Could you copy each line of the entries that contains "below"?

[Opening Supplied data section]

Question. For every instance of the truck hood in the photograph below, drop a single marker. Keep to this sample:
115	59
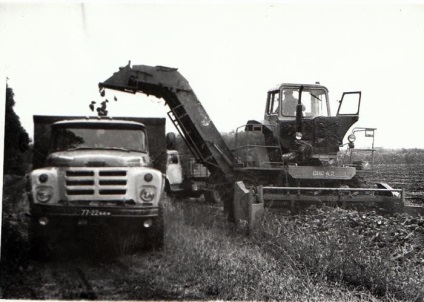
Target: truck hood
98	158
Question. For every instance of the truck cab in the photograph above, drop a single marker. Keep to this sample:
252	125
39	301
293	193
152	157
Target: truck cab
97	171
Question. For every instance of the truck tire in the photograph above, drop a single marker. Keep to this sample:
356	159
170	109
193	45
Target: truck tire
212	196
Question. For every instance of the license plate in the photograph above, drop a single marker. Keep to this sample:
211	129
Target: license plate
308	172
94	212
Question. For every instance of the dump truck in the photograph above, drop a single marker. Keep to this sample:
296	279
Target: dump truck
96	173
288	159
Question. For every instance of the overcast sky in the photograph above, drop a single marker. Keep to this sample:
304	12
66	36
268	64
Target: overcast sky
55	53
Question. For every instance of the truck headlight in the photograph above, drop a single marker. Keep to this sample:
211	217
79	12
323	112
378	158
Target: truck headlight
351	138
147	194
44	194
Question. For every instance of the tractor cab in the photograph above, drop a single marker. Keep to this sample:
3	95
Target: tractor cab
301	121
283	100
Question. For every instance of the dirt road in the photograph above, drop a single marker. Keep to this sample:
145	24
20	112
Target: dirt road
79	270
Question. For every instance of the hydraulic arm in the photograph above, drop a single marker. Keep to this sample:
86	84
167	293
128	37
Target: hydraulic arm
186	112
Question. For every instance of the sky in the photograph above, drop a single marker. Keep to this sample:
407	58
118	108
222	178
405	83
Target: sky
55	53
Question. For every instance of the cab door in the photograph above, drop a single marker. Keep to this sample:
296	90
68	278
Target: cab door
350	104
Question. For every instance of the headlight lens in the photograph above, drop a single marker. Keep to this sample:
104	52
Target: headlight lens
148	177
147	194
44	194
43	178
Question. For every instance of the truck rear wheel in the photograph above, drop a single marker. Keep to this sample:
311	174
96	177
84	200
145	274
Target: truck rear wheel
212	196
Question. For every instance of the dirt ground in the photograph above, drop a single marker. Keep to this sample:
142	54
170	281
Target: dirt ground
82	269
88	269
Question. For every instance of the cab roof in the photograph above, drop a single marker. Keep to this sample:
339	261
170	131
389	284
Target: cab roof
297	86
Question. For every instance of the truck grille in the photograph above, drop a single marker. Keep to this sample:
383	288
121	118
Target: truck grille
95	184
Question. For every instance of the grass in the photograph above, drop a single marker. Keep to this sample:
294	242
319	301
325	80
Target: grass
290	258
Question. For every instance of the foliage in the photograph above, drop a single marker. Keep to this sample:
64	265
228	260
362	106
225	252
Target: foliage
291	258
16	140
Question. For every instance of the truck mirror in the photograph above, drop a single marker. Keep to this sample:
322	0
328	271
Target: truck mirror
170	141
23	142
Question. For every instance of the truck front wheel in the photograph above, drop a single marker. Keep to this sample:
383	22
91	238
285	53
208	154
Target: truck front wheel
155	235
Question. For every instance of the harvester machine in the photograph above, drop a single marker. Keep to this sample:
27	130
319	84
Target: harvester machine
291	159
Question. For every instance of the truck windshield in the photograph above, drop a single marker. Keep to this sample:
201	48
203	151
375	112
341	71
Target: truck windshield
314	102
64	138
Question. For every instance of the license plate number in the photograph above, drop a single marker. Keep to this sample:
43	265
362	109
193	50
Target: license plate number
93	212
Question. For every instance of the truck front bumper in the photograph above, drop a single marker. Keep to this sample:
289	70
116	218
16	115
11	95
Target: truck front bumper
94	211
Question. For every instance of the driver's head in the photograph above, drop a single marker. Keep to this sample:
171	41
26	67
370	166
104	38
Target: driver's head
288	92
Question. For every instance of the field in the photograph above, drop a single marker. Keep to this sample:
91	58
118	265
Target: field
327	255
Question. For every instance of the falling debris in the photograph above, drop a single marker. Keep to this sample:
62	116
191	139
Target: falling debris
101	111
92	105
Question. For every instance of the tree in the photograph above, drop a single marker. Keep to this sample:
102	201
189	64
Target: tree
16	139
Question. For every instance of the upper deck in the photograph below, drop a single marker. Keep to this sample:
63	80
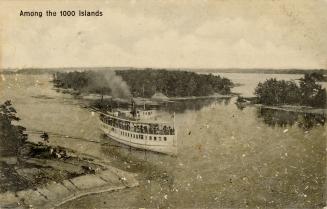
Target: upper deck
124	122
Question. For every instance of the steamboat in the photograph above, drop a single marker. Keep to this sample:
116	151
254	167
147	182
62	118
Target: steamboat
138	129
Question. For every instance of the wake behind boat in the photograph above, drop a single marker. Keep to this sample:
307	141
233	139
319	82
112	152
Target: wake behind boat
136	128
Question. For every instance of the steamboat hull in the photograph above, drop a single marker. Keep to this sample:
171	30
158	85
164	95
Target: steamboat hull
165	144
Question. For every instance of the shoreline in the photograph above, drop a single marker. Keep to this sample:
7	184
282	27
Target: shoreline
52	174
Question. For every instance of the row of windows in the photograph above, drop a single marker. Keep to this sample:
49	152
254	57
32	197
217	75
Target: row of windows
140	136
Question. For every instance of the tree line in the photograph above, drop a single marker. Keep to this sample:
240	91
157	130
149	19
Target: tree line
306	92
145	83
174	83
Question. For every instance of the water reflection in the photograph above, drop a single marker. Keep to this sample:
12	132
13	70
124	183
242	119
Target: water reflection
195	105
283	118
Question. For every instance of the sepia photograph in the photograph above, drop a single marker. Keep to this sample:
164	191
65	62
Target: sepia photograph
163	104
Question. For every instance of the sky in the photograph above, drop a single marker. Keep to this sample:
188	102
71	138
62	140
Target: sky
166	34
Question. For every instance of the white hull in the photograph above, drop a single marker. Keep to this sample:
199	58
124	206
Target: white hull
166	144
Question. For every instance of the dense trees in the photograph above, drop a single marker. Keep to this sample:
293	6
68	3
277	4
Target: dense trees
174	83
147	82
279	92
11	136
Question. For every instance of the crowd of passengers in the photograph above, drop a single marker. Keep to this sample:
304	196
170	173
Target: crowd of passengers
144	128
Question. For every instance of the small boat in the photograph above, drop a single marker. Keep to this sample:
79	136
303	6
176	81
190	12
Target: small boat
136	129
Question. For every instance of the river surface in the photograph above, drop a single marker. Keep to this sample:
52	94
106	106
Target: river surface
227	157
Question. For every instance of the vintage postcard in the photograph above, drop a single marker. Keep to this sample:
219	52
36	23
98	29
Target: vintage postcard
163	104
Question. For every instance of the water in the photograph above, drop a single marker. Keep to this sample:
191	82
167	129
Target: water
228	158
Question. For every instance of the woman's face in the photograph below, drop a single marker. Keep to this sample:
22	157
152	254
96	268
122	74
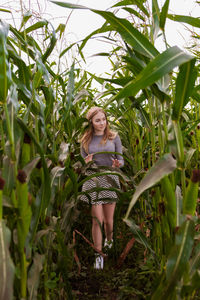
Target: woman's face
99	123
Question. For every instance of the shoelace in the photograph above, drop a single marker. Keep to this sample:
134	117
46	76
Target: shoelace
108	244
98	264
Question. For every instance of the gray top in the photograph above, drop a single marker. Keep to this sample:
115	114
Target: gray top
104	159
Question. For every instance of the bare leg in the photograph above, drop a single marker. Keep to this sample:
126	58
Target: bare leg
108	213
97	221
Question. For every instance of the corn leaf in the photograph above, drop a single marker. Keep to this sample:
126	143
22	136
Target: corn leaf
185	19
184	87
131	35
180	254
163	14
138	234
5	74
6	264
155	70
162	167
177	262
137	3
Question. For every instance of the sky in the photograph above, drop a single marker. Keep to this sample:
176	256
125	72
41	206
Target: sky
80	23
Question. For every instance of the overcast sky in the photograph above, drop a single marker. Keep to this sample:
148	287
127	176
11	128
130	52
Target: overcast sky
80	23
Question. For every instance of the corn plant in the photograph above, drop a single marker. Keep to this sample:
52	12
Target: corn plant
152	100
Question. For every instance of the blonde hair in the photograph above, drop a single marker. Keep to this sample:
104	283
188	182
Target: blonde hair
87	136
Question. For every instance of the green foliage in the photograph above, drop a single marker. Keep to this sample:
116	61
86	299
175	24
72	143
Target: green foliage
155	109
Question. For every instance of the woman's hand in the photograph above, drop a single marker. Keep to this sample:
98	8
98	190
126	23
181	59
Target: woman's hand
88	158
116	163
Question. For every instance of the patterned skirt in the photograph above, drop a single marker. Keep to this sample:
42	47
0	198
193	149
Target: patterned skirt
96	188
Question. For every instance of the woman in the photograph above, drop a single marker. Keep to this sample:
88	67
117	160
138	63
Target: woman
99	138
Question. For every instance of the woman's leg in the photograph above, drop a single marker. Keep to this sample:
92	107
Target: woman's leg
108	213
97	221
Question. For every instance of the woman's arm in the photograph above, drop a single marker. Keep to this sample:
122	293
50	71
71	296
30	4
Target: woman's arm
119	161
87	157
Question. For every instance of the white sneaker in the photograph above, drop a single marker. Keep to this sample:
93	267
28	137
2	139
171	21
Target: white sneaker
98	264
108	244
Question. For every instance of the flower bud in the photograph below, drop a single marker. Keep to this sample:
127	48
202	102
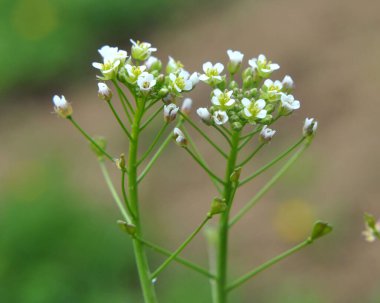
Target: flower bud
104	92
62	107
170	112
235	175
266	134
102	143
205	115
236	126
186	106
236	58
287	84
309	127
179	137
218	206
126	227
120	163
153	64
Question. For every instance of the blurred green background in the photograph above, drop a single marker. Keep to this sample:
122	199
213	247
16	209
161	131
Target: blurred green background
59	241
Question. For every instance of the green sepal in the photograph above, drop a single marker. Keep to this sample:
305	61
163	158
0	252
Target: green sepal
320	229
218	206
128	228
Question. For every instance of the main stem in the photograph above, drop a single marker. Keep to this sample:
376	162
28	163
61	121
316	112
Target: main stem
222	251
141	259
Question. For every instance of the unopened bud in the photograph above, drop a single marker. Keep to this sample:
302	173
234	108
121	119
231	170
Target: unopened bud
218	206
104	92
62	107
179	137
186	106
120	163
266	134
170	112
126	227
235	175
309	127
205	115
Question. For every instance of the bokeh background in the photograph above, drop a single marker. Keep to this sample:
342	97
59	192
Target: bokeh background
59	241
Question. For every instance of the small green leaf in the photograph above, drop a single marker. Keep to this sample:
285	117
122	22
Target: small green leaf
218	206
128	228
320	229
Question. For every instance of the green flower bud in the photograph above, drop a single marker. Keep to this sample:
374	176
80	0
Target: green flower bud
125	227
233	85
236	126
218	206
102	143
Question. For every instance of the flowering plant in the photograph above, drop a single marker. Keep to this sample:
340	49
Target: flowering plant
239	111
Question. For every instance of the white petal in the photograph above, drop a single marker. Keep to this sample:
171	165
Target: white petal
219	67
246	102
206	66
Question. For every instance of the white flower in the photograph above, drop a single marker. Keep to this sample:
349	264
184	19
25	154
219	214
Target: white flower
253	110
271	90
236	57
186	106
371	234
112	54
179	137
173	66
170	112
289	103
220	117
287	84
104	91
180	82
263	67
112	59
222	100
62	107
194	78
309	127
211	73
151	62
266	134
205	115
141	50
146	81
134	72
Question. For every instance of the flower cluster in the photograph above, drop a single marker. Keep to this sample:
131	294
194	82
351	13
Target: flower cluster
143	74
259	100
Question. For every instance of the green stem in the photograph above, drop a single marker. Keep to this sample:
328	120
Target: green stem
113	192
126	202
178	259
124	101
157	154
252	155
267	264
222	251
180	248
204	135
141	259
70	118
119	120
150	119
153	144
273	162
267	186
207	170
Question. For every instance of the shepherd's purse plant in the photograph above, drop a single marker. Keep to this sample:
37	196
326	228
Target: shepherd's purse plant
244	106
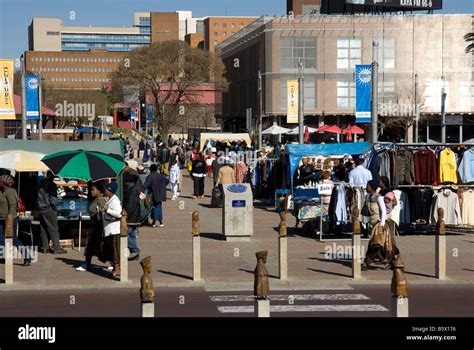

[Closing Supplied data section]

#### [Your response]
Question. For every instance of the truck hood in the photograph below, drop a single marker. Keep to this sample:
Question. For every instance of the upper deck in the photograph below, drop a single marker. Keep to this sample:
Question. For every instance of the woman's face in the photograph below, drop a single marker. Keep to this sample:
Question. For every instance of the flower bud in the photograph below, drop a single marker. Keep to this sample:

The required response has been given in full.